-- QUOTED PASSAGE start --
Posted on 11/14/2004 2:24:29 AM PST by Eurotwit
Like a lot of New York's straight-off-the-boat Irish barmen, Brian ("no surname, thanks") has a problem with authority, one that means keeping a weather eye on the door of the unfashionable watering hole where he slings suds from 6pm until closing time. As an undocumented alien with a tourist visa that expired more than three years ago, Brian's chief concern has always been the immigration authorities. These days, though, there is another threat to his livelihood: the Big Apple's smoking police. "It's a fookin' crime," he said, "the way those bastards behave."
The regulars at Brian's bar agreed. The talk that night last week had been of the front-page picture on the New York Post. It was a close-cropped head-shot of a young GI in Fallujah, face smeared with fatigue and camouflage paint, and a daub of what on closer examination was revealed to be a splatter of dried blood down the bridge of his nose.
The face of battle - yes, but it wasn't the 10,000-yard stare of eyes fresh from combat that had the regulars' attention. It was the just-lit cigarette dangling from the soldier's lips.
"So that's how it works," quipped Brian. "Shoot a fookin' sand goblin, win a fookin' fag."
The regulars chuckled, as Americans always do at that imported word, which means gay, and only gay, on this side of the Atlantic. But they got his drift, and one of the patrons wondered if the soldier and his M-16 might not find fruitful employment on New York's home front.
"Mr Mayor, you son of a bitch," he began, making a gun with index finger and upraised thumb, "you're dead." Then, in defiance of the Big Apple's draconian smoking laws, he exhaled a plume of ostentatious rebellion towards the yellowed ceiling. "Fook you, Mr Michael Bloomberg," added Brian.
-- QUOTED PASSAGE end --
-- RECORD EXTRACTS start --
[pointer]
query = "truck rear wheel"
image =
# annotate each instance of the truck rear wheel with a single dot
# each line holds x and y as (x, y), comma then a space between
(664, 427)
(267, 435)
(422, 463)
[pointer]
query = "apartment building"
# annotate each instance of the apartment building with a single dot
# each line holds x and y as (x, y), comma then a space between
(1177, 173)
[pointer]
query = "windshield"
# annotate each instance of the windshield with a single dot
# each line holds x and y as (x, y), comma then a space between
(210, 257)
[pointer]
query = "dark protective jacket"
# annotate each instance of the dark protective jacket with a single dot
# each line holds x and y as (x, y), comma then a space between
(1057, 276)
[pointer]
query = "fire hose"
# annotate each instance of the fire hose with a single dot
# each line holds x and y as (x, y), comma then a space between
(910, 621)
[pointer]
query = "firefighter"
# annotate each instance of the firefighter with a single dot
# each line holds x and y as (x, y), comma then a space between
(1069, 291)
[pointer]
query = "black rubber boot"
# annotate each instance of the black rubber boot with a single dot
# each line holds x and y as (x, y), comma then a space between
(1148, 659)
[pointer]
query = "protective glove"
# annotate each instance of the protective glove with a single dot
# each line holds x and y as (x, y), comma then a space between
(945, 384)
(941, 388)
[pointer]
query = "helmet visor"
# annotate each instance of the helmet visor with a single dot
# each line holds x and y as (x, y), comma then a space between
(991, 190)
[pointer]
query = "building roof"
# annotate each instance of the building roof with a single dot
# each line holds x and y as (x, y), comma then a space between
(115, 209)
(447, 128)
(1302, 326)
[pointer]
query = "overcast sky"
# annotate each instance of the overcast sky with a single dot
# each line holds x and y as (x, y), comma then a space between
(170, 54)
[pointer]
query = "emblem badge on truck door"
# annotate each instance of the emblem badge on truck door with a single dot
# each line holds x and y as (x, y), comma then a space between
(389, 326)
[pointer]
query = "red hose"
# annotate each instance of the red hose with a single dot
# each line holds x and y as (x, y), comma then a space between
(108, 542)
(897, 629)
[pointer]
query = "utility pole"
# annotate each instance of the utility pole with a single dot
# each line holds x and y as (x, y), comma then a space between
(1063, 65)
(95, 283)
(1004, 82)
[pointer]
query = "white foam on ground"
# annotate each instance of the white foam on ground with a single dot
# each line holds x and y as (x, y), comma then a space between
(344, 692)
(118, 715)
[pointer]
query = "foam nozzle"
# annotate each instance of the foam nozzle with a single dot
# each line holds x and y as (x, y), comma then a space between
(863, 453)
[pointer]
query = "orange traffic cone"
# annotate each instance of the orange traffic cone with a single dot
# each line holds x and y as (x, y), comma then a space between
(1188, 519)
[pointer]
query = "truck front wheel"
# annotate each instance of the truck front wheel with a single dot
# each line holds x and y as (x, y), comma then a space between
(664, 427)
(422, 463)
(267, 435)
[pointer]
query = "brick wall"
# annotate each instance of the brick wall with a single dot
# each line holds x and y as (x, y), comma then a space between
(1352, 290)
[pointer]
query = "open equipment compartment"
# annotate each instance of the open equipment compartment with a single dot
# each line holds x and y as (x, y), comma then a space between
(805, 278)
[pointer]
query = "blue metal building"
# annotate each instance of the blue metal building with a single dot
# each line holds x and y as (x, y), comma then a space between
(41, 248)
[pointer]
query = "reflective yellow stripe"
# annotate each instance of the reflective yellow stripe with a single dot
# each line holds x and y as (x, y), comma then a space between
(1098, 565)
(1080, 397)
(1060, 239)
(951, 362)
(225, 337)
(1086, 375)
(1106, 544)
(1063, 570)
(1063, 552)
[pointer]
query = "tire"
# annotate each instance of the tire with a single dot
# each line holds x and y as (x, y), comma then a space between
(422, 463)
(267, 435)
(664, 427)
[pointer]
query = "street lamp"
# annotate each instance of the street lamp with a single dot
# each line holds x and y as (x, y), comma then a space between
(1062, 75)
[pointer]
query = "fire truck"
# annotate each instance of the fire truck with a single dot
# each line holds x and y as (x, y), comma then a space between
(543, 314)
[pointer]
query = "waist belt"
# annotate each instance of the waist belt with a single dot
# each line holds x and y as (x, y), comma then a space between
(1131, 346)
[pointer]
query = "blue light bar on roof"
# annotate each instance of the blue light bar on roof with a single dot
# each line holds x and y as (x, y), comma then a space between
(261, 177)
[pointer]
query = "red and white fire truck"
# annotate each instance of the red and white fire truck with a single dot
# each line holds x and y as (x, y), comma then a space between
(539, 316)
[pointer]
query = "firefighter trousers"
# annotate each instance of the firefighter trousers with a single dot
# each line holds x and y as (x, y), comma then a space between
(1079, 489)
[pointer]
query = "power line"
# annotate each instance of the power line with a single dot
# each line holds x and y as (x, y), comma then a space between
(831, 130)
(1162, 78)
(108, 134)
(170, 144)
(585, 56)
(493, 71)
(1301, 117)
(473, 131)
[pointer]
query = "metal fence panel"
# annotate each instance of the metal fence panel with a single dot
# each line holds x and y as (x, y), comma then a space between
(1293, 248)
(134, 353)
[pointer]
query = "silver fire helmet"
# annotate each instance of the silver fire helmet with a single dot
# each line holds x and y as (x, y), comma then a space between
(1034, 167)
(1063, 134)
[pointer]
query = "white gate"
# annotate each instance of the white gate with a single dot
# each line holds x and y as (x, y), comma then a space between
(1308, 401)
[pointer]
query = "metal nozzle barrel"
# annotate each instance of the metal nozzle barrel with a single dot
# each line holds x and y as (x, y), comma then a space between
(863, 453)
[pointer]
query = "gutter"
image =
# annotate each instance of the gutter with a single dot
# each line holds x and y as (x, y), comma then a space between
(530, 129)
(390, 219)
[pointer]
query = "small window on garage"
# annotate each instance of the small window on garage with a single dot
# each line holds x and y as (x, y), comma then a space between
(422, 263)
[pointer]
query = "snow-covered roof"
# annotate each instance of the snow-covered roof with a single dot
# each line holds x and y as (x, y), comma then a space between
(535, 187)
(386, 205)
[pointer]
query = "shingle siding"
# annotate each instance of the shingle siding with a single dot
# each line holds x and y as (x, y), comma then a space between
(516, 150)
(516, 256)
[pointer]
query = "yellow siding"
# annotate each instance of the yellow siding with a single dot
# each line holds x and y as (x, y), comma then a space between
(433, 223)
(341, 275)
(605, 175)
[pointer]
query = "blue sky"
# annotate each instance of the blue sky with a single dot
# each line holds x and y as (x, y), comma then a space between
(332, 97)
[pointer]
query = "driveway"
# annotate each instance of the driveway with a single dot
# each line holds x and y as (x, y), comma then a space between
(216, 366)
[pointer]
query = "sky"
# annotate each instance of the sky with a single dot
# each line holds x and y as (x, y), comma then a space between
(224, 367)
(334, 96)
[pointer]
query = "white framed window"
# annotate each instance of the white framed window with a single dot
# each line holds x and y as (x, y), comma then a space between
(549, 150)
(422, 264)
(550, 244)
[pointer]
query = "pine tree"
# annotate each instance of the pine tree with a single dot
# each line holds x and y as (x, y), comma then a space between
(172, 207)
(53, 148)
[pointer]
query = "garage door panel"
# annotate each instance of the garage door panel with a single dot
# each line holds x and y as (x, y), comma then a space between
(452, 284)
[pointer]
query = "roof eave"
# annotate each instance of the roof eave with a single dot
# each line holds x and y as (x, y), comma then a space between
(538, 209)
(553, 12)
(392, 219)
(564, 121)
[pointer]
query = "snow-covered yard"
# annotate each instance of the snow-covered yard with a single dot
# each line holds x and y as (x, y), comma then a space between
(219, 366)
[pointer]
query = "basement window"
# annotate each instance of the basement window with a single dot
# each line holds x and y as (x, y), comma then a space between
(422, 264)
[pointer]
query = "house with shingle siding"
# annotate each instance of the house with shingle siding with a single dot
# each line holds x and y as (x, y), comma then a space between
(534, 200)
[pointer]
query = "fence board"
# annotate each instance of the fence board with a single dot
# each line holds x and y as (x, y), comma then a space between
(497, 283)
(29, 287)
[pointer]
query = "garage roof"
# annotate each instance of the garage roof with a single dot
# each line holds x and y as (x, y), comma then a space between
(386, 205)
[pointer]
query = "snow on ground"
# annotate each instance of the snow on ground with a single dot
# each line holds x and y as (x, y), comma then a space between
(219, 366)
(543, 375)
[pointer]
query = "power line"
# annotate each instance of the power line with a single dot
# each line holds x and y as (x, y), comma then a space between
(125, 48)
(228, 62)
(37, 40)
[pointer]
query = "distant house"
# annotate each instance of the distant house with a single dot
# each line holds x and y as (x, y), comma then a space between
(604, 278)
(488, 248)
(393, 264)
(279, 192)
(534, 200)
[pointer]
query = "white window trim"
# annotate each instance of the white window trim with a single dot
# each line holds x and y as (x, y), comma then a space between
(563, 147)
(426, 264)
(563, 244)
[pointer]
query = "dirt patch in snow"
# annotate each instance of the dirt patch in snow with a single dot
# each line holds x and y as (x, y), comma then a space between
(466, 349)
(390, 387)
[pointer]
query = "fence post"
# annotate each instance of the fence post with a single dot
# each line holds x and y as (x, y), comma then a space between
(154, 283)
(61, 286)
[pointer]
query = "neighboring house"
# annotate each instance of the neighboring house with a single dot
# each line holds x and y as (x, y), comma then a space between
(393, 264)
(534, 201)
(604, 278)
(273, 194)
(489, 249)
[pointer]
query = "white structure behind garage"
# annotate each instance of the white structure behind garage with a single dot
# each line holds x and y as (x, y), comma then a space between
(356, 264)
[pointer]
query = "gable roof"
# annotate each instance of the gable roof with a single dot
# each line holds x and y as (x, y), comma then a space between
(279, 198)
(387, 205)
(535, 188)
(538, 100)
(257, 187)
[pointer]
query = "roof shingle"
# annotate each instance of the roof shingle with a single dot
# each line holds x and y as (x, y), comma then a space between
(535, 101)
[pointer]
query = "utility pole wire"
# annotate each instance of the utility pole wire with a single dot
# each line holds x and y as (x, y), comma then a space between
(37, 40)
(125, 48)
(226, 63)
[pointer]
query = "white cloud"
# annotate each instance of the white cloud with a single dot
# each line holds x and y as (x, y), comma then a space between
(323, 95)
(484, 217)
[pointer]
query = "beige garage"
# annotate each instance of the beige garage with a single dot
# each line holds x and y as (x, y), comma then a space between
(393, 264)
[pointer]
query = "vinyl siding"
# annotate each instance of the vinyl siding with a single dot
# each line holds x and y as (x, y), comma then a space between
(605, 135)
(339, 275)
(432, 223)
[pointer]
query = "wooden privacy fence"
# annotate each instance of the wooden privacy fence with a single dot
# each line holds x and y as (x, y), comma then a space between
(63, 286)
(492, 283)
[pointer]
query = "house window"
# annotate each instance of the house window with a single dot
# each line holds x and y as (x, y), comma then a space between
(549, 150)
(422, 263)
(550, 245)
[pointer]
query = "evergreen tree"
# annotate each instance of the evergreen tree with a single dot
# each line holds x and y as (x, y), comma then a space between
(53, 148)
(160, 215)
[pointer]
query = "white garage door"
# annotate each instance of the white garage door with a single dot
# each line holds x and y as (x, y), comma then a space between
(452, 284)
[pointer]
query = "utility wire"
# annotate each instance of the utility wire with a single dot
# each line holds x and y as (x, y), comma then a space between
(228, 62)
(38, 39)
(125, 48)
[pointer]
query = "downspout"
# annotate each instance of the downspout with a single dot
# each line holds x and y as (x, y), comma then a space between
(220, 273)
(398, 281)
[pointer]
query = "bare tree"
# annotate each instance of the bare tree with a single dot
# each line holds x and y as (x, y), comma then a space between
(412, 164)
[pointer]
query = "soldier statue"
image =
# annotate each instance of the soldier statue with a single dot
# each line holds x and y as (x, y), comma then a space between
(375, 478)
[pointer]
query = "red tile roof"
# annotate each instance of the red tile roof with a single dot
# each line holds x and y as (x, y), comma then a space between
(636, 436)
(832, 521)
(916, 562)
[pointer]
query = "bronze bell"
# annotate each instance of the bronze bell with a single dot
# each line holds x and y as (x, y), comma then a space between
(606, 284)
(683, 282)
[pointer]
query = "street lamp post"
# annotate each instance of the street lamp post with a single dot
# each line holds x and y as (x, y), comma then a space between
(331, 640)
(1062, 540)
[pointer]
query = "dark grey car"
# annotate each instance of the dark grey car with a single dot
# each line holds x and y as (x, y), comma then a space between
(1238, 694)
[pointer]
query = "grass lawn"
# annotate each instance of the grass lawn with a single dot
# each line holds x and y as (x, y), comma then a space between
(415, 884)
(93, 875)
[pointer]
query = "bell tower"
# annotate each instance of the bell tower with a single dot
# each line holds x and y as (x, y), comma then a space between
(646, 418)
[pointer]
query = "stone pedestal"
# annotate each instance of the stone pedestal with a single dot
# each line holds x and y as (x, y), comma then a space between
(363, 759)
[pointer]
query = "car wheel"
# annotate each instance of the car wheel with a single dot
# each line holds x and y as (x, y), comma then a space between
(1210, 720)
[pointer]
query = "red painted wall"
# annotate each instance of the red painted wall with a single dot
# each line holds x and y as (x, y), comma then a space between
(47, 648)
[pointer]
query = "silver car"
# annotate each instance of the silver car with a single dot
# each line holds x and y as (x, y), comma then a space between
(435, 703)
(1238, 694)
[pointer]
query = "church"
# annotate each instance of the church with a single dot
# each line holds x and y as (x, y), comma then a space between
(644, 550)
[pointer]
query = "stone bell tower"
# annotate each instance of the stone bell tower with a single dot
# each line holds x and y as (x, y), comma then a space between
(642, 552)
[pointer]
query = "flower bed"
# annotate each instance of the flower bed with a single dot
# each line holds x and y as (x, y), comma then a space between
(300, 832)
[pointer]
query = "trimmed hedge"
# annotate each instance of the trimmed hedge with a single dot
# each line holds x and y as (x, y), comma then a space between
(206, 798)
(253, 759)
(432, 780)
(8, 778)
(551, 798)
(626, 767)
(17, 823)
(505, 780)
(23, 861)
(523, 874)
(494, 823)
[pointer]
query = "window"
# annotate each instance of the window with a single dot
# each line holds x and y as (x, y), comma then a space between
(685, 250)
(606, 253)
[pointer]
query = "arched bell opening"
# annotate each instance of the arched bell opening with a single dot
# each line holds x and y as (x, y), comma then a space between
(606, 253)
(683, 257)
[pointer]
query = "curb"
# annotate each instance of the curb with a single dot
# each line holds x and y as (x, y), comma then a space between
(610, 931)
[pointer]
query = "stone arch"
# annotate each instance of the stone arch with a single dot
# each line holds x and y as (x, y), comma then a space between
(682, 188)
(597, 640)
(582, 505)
-- RECORD EXTRACTS end --
**SHORT PROBLEM A:** According to the New York bar article, how long ago did Brian's tourist visa expire?
**SHORT PROBLEM B:** Reproduce the part of the New York bar article that opens with the words containing "The face of" and closes with "York's home front.".

**WRITTEN ANSWER A:** More than three years ago.

**WRITTEN ANSWER B:**
The face of battle - yes, but it wasn't the 10,000-yard stare of eyes fresh from combat that had the regulars' attention. It was the just-lit cigarette dangling from the soldier's lips.
"So that's how it works," quipped Brian. "Shoot a fookin' sand goblin, win a fookin' fag."
The regulars chuckled, as Americans always do at that imported word, which means gay, and only gay, on this side of the Atlantic. But they got his drift, and one of the patrons wondered if the soldier and his M-16 might not find fruitful employment on New York's home front.